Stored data
-------

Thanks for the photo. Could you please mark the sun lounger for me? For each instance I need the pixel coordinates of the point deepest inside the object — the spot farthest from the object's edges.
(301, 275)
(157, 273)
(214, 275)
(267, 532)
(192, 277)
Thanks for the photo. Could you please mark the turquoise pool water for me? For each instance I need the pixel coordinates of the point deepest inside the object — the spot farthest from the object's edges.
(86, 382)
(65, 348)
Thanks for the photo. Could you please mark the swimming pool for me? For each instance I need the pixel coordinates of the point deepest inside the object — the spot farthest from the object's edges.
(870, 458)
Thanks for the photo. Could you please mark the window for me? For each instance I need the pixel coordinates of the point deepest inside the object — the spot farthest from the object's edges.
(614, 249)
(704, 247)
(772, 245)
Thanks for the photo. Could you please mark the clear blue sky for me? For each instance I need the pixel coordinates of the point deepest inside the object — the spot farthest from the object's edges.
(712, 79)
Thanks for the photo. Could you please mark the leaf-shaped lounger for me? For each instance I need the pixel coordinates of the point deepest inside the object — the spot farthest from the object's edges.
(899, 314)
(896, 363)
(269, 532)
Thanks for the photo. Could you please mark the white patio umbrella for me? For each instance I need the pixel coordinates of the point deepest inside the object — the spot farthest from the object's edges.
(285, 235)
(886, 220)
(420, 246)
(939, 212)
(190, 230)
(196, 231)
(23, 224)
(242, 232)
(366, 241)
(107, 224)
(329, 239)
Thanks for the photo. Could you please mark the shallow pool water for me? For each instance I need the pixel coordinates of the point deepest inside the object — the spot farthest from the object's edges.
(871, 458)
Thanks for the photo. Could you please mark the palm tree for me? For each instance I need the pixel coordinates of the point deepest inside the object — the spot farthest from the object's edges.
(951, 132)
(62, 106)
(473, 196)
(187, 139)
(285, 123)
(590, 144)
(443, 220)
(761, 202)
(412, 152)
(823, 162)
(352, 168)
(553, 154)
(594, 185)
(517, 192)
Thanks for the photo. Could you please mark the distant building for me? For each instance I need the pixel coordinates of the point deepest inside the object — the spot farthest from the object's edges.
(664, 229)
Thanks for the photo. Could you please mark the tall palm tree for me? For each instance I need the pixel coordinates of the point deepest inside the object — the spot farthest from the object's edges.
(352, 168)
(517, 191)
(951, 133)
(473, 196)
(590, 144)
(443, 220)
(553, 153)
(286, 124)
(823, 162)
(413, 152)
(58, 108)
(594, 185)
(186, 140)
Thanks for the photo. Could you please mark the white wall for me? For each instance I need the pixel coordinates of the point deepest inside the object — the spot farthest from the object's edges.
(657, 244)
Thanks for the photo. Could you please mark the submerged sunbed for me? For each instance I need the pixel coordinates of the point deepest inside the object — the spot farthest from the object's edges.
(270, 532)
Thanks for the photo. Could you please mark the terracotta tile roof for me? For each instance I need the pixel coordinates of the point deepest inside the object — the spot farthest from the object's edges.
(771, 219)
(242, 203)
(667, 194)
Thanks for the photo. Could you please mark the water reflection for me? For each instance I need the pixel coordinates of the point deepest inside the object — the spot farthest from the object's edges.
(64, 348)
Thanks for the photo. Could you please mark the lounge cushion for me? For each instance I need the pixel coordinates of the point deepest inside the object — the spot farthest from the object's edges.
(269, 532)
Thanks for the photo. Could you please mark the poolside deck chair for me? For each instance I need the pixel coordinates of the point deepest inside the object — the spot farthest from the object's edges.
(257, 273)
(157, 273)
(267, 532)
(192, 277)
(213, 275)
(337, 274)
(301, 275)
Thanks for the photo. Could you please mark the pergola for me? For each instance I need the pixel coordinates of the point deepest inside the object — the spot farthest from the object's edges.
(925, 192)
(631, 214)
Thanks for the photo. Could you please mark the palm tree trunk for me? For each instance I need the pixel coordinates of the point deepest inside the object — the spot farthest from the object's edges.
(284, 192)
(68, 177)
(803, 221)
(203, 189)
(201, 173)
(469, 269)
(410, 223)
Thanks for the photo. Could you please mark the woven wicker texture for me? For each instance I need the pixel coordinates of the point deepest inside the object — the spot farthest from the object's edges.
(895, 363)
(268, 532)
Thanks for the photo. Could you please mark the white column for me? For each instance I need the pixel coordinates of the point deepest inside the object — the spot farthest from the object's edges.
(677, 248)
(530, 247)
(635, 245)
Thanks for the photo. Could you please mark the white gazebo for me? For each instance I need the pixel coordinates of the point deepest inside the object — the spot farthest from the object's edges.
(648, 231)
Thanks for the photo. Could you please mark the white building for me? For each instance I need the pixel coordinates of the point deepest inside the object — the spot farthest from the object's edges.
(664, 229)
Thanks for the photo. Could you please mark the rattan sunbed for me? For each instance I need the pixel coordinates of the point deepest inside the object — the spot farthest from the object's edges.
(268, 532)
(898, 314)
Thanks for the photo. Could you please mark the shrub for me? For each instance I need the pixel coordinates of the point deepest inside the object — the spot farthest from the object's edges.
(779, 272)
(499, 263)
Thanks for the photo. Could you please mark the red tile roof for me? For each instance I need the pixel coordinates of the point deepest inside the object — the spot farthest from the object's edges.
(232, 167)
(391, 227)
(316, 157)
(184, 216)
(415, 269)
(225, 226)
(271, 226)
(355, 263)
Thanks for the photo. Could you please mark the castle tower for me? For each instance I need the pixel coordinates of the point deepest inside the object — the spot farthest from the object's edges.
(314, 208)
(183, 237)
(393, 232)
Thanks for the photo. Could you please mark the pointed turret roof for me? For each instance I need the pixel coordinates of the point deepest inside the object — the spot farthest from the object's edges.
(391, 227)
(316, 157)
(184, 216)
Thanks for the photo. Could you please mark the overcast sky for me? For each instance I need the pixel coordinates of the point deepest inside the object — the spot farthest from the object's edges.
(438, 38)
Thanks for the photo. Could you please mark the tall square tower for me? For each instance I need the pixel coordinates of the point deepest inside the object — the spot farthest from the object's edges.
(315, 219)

-------

__Instructions to follow__:
Copy out the lines beginning at the one that contains "Thanks for the photo. Could you please mark the castle". Stop at the final line of the data, and include it.

__Result of the task__:
Thanks for the photo. Could you please mark the castle tower for me? For each instance I need the pixel coordinates of the point deepest inside the object — the spot farthest from the object's edges.
(314, 208)
(183, 237)
(393, 232)
Thanks for the photo. Could you please mark the pointed turret roof for me? For each instance I need the pixel coordinates of the point deepest inside the object — the spot farthest from the object's edges.
(391, 227)
(316, 157)
(184, 216)
Thanks for the photo. Could you please mark the overcast sky for me? For each instance I need the pixel coordinates of the point deepest inside the object — the spot farthest from the object's edges.
(438, 38)
Thanks for the photo. Could you please mark the tall square tower for me? For each instance I need the pixel coordinates of the point deepest inside the object — the spot farthest from the object's edges.
(315, 219)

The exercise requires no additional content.